> _Problem to solve_
Please reproduce verbatim the lines below, from the first through the one with "box: [0, 179, 1904, 1937]".

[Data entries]
• • • • • • •

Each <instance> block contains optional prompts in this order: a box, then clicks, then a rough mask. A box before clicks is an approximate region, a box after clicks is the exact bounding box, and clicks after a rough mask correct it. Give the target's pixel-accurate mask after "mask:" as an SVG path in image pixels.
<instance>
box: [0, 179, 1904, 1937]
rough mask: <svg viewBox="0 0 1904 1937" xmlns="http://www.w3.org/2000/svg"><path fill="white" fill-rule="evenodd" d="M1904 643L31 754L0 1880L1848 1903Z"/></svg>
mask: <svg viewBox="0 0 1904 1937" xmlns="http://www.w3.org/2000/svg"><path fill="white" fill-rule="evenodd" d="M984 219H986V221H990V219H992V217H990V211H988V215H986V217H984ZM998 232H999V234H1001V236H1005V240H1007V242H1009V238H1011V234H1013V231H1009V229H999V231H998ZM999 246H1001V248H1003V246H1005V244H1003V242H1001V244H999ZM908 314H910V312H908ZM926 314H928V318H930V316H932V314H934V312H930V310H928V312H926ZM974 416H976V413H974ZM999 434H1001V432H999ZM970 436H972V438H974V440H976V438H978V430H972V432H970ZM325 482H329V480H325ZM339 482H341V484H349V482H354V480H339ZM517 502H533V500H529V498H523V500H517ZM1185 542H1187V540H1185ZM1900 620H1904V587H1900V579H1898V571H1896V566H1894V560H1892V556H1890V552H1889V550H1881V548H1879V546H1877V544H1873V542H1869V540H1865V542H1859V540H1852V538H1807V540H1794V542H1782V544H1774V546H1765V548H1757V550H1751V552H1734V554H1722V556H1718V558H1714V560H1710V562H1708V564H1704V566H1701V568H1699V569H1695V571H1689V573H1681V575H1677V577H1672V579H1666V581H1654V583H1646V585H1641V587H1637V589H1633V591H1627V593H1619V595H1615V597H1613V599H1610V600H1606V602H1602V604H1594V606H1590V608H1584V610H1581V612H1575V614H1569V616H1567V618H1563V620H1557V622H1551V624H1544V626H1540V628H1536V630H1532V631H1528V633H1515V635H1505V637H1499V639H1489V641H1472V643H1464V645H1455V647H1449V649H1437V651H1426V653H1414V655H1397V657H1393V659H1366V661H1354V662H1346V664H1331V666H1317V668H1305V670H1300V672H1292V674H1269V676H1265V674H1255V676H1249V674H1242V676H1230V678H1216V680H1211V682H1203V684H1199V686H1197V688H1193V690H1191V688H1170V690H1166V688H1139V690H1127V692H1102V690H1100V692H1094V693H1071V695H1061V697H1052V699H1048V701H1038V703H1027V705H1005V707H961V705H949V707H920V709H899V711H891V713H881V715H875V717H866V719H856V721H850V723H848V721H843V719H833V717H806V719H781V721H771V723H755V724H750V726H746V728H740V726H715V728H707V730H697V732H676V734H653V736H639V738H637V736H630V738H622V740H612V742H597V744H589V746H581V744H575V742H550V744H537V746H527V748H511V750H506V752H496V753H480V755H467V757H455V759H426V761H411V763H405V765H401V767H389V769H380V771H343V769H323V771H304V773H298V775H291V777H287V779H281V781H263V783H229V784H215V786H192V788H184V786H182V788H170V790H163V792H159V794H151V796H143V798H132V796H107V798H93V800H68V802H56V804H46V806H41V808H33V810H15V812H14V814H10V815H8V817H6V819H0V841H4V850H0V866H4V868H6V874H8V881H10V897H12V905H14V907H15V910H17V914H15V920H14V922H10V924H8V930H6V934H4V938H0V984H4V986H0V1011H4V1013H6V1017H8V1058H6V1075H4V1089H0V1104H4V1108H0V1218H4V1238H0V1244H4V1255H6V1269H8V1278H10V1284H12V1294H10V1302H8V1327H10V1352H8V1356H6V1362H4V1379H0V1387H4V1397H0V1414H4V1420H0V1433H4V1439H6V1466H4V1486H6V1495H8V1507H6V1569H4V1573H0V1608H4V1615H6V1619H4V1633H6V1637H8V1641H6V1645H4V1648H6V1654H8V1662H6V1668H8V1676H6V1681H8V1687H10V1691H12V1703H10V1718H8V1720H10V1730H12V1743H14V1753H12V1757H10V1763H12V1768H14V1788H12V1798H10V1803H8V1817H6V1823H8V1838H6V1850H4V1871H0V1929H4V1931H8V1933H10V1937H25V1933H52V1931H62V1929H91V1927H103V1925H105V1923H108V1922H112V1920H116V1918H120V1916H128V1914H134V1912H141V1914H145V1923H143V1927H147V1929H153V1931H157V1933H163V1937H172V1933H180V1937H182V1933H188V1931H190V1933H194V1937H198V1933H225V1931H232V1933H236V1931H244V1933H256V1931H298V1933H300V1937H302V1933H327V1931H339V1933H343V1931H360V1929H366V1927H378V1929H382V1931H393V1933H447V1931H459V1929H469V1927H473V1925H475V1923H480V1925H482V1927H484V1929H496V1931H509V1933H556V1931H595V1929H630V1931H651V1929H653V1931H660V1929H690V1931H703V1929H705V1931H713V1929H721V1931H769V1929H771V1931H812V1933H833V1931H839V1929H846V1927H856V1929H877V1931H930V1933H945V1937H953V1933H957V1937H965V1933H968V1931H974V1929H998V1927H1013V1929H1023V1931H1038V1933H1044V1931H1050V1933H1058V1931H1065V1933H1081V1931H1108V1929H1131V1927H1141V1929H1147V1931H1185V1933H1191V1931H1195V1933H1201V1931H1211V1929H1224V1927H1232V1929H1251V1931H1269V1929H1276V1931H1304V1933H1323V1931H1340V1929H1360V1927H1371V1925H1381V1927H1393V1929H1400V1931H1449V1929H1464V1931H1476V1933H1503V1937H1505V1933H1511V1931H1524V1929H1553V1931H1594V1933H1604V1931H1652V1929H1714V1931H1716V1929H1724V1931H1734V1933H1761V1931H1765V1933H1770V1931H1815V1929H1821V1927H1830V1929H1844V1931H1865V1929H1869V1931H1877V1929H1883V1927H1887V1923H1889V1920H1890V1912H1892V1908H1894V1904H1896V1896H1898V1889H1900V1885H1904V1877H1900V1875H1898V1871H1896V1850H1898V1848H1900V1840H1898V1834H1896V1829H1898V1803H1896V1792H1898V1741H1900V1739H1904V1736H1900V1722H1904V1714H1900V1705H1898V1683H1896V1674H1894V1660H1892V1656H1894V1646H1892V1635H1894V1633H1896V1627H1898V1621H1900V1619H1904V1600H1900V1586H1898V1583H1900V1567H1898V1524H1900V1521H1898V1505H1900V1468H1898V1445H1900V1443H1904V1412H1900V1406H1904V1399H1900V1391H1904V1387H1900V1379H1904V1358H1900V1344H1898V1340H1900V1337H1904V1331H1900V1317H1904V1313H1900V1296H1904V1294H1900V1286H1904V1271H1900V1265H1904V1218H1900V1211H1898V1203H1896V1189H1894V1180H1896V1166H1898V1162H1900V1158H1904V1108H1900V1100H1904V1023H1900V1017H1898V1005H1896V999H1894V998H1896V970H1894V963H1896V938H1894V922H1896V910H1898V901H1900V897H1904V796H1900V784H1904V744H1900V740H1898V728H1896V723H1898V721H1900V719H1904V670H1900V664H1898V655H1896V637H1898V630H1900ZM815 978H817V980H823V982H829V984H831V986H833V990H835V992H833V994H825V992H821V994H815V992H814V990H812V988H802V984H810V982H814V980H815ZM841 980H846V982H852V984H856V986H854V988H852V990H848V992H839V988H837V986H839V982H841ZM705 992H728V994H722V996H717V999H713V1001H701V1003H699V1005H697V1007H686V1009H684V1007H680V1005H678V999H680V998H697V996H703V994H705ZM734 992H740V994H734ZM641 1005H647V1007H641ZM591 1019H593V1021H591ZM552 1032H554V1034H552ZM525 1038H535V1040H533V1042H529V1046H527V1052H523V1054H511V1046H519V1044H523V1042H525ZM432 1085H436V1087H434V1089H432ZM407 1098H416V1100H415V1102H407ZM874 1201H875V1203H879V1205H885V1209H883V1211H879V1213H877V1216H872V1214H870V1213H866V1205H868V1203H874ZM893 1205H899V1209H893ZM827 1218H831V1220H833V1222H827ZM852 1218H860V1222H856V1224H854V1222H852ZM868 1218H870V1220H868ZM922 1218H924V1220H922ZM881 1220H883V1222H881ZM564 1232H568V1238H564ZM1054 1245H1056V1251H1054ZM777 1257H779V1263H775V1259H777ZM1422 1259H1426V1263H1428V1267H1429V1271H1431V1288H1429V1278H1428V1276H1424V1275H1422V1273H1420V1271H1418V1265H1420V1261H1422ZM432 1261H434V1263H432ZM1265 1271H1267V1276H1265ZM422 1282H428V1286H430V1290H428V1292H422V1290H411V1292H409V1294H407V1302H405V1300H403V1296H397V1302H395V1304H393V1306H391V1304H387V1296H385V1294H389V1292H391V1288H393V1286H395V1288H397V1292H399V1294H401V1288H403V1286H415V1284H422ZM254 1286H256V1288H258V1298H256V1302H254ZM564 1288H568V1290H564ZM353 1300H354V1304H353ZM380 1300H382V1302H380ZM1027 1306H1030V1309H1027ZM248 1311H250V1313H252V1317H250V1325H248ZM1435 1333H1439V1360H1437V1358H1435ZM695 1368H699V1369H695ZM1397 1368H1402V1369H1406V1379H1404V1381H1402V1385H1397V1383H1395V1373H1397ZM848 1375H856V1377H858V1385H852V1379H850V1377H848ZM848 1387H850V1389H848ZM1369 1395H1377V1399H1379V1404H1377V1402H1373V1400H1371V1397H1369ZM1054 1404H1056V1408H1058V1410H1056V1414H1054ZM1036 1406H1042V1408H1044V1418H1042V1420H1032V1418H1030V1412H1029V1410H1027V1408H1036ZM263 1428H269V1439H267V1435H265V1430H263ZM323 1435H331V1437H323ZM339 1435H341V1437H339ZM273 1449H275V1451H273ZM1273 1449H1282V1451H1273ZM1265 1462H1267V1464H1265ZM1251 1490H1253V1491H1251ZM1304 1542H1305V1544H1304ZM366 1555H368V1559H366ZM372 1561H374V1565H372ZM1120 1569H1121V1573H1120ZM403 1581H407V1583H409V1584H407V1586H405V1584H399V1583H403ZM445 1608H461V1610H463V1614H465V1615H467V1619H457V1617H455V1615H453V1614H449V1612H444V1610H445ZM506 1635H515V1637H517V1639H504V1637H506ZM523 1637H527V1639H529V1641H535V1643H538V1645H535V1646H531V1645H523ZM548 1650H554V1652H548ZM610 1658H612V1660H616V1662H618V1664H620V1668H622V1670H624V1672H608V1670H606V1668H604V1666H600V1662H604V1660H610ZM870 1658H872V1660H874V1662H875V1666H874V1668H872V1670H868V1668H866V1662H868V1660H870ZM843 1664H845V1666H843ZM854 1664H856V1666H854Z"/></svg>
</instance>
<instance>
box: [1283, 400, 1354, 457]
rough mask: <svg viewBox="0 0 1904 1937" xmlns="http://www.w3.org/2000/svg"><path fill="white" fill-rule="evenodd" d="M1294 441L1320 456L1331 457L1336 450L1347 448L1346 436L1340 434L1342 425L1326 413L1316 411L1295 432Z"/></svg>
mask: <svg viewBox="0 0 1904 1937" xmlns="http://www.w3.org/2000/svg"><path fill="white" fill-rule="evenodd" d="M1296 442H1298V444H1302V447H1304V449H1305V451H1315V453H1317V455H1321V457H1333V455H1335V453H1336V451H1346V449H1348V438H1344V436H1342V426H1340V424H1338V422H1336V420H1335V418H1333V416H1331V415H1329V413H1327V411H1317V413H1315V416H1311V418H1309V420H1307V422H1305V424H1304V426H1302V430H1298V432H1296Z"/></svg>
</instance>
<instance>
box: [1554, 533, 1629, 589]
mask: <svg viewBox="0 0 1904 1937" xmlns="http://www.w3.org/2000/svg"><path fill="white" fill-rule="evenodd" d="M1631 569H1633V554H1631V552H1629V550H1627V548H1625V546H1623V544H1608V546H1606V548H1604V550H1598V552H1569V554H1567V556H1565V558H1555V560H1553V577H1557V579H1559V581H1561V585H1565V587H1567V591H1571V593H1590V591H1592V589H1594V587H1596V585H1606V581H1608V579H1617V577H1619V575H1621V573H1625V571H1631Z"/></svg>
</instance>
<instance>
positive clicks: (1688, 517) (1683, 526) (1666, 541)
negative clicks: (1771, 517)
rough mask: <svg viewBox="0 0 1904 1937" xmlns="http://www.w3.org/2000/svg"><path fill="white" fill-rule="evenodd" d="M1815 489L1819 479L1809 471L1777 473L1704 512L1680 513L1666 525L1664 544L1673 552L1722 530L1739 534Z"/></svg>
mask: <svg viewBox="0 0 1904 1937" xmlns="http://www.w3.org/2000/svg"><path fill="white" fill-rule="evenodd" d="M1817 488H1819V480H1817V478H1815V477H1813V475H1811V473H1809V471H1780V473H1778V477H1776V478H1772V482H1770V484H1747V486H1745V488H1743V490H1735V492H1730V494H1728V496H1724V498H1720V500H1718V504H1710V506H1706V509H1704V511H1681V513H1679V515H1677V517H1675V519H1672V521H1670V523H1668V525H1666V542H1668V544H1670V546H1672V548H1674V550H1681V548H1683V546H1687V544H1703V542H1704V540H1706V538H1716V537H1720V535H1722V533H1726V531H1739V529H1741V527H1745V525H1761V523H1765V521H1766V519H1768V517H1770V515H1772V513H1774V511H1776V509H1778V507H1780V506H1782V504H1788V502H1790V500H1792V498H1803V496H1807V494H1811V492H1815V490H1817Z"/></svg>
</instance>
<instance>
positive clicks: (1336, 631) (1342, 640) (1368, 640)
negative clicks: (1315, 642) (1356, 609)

• • • • • • •

> _Task solution_
Each <instance> block contains optional prompts in this order: a box, then clicks, then a rough mask. A box before clicks is an approximate region, a box after clicks is the exact bounding box, and clicks after a rough mask correct it. Give the target's pixel-accurate mask after "mask:" as an SVG path in image pixels.
<instance>
box: [0, 179, 1904, 1937]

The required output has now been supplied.